■ DO THIS
Print all the records exactly, please.

= = = = =

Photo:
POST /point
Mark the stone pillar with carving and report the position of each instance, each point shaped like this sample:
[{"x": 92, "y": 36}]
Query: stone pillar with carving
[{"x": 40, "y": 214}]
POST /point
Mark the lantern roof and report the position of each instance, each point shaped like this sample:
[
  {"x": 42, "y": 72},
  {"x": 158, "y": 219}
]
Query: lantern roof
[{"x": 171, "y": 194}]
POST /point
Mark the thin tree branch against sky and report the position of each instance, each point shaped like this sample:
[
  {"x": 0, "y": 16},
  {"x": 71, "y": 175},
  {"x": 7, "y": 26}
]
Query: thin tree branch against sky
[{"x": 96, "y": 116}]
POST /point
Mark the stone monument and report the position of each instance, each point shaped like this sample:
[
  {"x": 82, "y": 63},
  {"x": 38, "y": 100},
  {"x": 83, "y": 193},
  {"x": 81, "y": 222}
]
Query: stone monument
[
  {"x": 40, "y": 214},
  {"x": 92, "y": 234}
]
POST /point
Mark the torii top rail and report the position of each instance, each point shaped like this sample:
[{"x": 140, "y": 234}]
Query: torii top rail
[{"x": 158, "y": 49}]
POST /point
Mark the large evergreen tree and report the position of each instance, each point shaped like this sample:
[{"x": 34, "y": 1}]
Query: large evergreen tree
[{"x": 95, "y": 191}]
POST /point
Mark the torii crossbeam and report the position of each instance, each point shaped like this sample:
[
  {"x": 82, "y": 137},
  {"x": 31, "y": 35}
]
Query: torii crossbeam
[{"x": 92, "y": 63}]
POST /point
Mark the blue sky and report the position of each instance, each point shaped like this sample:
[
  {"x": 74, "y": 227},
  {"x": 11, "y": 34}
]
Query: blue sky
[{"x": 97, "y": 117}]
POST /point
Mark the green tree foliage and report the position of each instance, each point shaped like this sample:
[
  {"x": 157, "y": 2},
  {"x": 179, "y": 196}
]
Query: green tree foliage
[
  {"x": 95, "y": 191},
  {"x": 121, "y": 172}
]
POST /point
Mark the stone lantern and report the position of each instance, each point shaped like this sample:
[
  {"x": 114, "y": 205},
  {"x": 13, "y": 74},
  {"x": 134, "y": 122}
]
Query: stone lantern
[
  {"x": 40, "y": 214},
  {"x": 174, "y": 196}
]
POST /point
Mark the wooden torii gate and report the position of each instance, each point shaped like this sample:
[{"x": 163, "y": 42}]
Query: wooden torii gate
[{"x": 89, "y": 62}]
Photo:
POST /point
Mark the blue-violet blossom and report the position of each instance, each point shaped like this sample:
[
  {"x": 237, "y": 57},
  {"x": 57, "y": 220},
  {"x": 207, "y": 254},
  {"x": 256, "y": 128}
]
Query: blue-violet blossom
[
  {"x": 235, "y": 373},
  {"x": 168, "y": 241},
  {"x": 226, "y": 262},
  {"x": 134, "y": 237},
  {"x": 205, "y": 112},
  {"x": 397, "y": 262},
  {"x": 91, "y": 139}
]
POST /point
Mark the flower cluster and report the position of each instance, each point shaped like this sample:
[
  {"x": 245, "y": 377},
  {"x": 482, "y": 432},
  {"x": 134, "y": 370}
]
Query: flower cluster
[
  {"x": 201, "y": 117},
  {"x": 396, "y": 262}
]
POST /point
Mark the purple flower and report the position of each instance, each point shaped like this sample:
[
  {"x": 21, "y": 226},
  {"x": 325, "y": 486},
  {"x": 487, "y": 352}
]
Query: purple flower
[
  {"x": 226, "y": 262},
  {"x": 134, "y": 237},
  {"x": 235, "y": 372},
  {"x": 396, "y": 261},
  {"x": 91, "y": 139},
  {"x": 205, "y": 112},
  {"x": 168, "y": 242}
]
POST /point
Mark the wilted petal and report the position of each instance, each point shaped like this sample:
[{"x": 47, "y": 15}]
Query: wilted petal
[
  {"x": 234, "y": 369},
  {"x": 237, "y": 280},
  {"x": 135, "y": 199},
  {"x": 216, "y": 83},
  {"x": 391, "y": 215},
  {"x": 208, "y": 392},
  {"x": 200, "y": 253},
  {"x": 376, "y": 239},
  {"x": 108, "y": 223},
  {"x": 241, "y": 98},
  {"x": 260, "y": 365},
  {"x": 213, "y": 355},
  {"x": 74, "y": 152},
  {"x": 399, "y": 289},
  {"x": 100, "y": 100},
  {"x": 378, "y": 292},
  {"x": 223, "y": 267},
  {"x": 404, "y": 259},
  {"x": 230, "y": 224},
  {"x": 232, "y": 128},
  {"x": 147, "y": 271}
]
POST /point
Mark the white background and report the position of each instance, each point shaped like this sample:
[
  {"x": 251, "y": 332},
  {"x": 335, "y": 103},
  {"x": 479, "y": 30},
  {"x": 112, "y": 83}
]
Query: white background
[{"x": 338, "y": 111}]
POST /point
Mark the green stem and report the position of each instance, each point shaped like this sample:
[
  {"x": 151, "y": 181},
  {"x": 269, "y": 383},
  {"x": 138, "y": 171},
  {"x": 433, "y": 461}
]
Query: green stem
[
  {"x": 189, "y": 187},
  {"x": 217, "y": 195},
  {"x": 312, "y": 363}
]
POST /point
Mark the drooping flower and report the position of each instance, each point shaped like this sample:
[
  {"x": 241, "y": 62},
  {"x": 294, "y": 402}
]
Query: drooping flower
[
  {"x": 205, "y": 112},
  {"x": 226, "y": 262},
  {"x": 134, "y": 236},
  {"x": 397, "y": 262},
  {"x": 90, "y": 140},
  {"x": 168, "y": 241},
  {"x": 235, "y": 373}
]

= = = = =

■ CORRECT OUTPUT
Photo:
POST /point
Mark the stone pillar with carving and report the position of each instance, each point shaped like this sample:
[{"x": 92, "y": 36}]
Query: stone pillar with carving
[{"x": 40, "y": 214}]
POST /point
Mark the lantern roof and report the position of each instance, each point shaped like this sample:
[
  {"x": 42, "y": 72},
  {"x": 158, "y": 219}
]
Query: lantern roof
[{"x": 171, "y": 194}]
POST /point
Mark the thin tree branch against sky and report the position of each instance, each point shaped like this sample:
[
  {"x": 0, "y": 16},
  {"x": 71, "y": 175},
  {"x": 7, "y": 26}
]
Query: thin tree branch against sky
[{"x": 96, "y": 116}]
POST /point
Mark the stone monument and report the position of each instance, each point shaped like this sample:
[
  {"x": 82, "y": 63},
  {"x": 38, "y": 100},
  {"x": 83, "y": 193},
  {"x": 81, "y": 222}
]
Query: stone monument
[
  {"x": 40, "y": 214},
  {"x": 92, "y": 234}
]
POST /point
Mark the torii top rail and report the position of each instance, each point shaped like this sample:
[{"x": 140, "y": 234}]
Query: torii top rail
[{"x": 158, "y": 49}]
POST /point
Mark the large evergreen tree and report the position of each instance, each point shaped like this sample:
[{"x": 34, "y": 1}]
Query: large evergreen tree
[{"x": 95, "y": 191}]
POST /point
Mark the torii crossbeam and report the position of each instance, each point shaped like this sample:
[
  {"x": 82, "y": 137},
  {"x": 31, "y": 35}
]
Query: torii crossbeam
[{"x": 92, "y": 63}]
POST /point
Mark the blue sky and report the position of each instance, each point shaped like this sample:
[
  {"x": 74, "y": 227},
  {"x": 11, "y": 34}
]
Query: blue sky
[{"x": 97, "y": 117}]
POST /point
Mark the green tree foliage and report the position of each instance, each point shaped like this sample:
[
  {"x": 157, "y": 2},
  {"x": 179, "y": 196}
]
Query: green tree foliage
[
  {"x": 95, "y": 191},
  {"x": 121, "y": 172}
]
POST /point
Mark the stone lantern and report the position of each instance, each point shaped like this sample:
[
  {"x": 114, "y": 205},
  {"x": 13, "y": 74},
  {"x": 134, "y": 122}
]
Query: stone lantern
[
  {"x": 40, "y": 214},
  {"x": 174, "y": 196}
]
POST /point
Mark the wooden torii gate and report the position of each instance, each point shaped like this sample:
[{"x": 163, "y": 42}]
Query: wooden torii gate
[{"x": 89, "y": 62}]
Photo:
POST /point
Mark the blue-violet blossom and report the position of each instance, each point shaped like this sample:
[
  {"x": 237, "y": 57},
  {"x": 57, "y": 220},
  {"x": 207, "y": 254},
  {"x": 256, "y": 128}
]
Query: blue-violet blossom
[
  {"x": 235, "y": 373},
  {"x": 168, "y": 241},
  {"x": 226, "y": 262},
  {"x": 134, "y": 237},
  {"x": 205, "y": 112},
  {"x": 397, "y": 262},
  {"x": 91, "y": 139}
]
POST /point
Mark the flower cluster and report the position of each instance, each point shaped like this sample:
[
  {"x": 245, "y": 377},
  {"x": 482, "y": 432},
  {"x": 134, "y": 370}
]
Query: flower cluster
[
  {"x": 201, "y": 117},
  {"x": 396, "y": 262}
]
POST /point
Mark the purple flower and report the position of each instance, each point shaped like this sample:
[
  {"x": 21, "y": 226},
  {"x": 325, "y": 486},
  {"x": 487, "y": 352}
]
Query: purple flower
[
  {"x": 226, "y": 262},
  {"x": 134, "y": 237},
  {"x": 235, "y": 372},
  {"x": 396, "y": 261},
  {"x": 91, "y": 139},
  {"x": 205, "y": 112},
  {"x": 168, "y": 242}
]
POST /point
Mark the wilted petal and report the position of each instance, each point shaped like this sample:
[{"x": 47, "y": 15}]
Query: wilted petal
[
  {"x": 234, "y": 369},
  {"x": 237, "y": 280},
  {"x": 135, "y": 199},
  {"x": 216, "y": 83},
  {"x": 391, "y": 215},
  {"x": 208, "y": 392},
  {"x": 200, "y": 253},
  {"x": 376, "y": 239},
  {"x": 108, "y": 223},
  {"x": 241, "y": 98},
  {"x": 260, "y": 365},
  {"x": 213, "y": 355},
  {"x": 74, "y": 152},
  {"x": 399, "y": 289},
  {"x": 100, "y": 100},
  {"x": 378, "y": 292},
  {"x": 223, "y": 267},
  {"x": 404, "y": 259},
  {"x": 230, "y": 224},
  {"x": 232, "y": 128},
  {"x": 147, "y": 271}
]
POST /point
Mark the white background and report the position of each instance, each point shaped like this sample:
[
  {"x": 251, "y": 332},
  {"x": 335, "y": 103},
  {"x": 479, "y": 30},
  {"x": 112, "y": 83}
]
Query: white background
[{"x": 338, "y": 111}]
POST /point
Mark the green stem and report the position of each instance, each point shaped like this sample:
[
  {"x": 151, "y": 181},
  {"x": 269, "y": 383},
  {"x": 138, "y": 171},
  {"x": 433, "y": 461}
]
Query: green stem
[
  {"x": 189, "y": 187},
  {"x": 217, "y": 195},
  {"x": 312, "y": 363}
]
POST /point
Mark the drooping flower and report the position of each instance, each point shaped like this sample:
[
  {"x": 241, "y": 62},
  {"x": 294, "y": 402}
]
Query: drooping flower
[
  {"x": 205, "y": 112},
  {"x": 226, "y": 262},
  {"x": 134, "y": 236},
  {"x": 397, "y": 262},
  {"x": 90, "y": 140},
  {"x": 168, "y": 241},
  {"x": 235, "y": 373}
]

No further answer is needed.